--- Task instructions ---
1. Quote the transcript excerpt word for word, from "Giles: Okay. We’ve" up to and including "along the way.".
2. Answer these questions using the transcript excerpt:
(a) Where can the video made with Alan from the Public Guardian be found?
(b) Who asked about the appropriate level of involvement from users when considering design?
(c) How many people does guerrilla testing require talking to in order to find out whether an idea works?

--- Text segment ---
%%

There’s a brilliant video that we’ve made with Alan from the Public Guardian, which is on the GDS YouTube page. We can tweet the link afterwards, but that’s a really good video of Alan – who’s a lawyer, I guess – explaining how agile was new to him and how useful he finds it, so I would encourage Richard to watch that video.

Giles: Okay. We’ve got another one here from Luke. Luke says, “What is an appropriate level of involvement from users when considering design?”

Ben Terrett: Loads. You should be user… You should be using user research everywhere; you should be testing all your designs. You should encourage that; you should try and test this along the way.

There come moments where you have to take leaps, particularly at the start of the project. I think you have to… Certain bits of certain things you have to take a punt and test it, but you should welcome and encourage testing – and all sorts of testing, whether it’s formal testing in a lab, or gorilla testing is really easy to do.

Guerilla testing is really helpful for designers, I think, because it’s really quick, and you can do it on paper and you can sketch it, and you can get an idea down really quickly on paper and then run downstairs to the local café, and you only need to talk to two or three people to find out whether that works or not, so that’s a thing to do.

%%

--- Excerpted records ---
%%

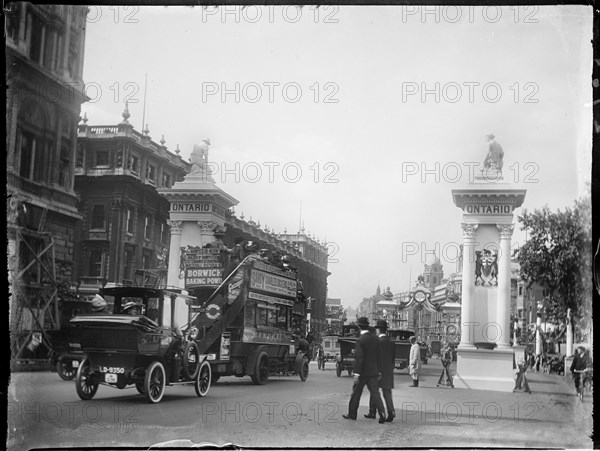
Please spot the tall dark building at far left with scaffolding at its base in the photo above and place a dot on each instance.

%%
%%

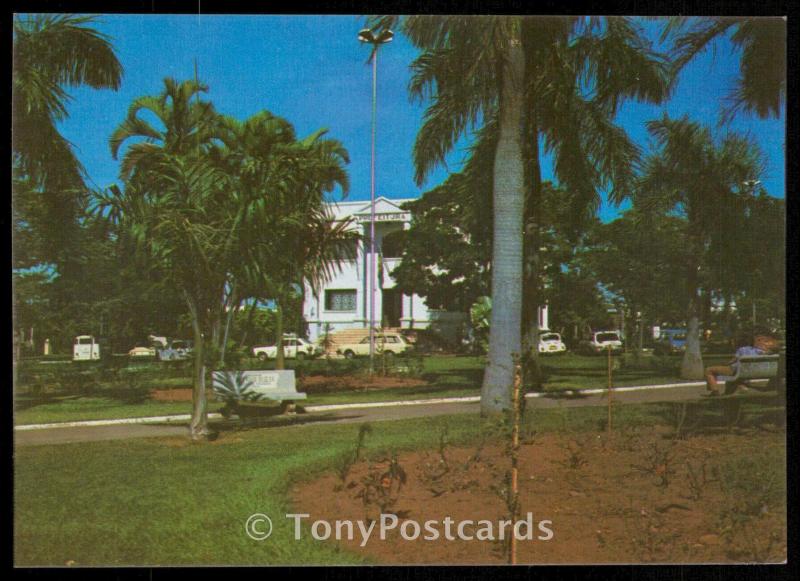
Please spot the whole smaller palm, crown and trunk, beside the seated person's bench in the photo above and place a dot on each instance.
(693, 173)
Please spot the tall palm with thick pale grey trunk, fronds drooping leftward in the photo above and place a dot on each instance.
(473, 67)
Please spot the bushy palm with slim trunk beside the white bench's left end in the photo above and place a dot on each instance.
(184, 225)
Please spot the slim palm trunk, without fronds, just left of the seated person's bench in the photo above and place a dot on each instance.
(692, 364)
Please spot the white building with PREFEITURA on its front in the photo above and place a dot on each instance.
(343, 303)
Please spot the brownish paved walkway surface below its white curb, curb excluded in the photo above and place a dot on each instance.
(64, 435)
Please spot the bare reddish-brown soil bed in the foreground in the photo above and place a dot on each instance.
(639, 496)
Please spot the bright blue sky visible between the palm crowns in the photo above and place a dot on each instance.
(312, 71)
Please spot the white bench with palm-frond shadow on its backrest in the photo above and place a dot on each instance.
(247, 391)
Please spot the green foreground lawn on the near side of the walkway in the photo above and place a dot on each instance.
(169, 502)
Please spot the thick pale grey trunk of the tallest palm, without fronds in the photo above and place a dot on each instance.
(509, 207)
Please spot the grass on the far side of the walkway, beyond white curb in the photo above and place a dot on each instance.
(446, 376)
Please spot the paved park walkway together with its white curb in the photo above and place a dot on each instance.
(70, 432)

%%

--- Problem solutions ---
1.
Giles: Okay. We’ve got another one here from Luke. Luke says, “What is an appropriate level of involvement from users when considering design?”

Ben Terrett: Loads. You should be user… You should be using user research everywhere; you should be testing all your designs. You should encourage that; you should try and test this along the way.

2.
(a) On the GDS YouTube page.
(b) Luke.
(c) Two or three people.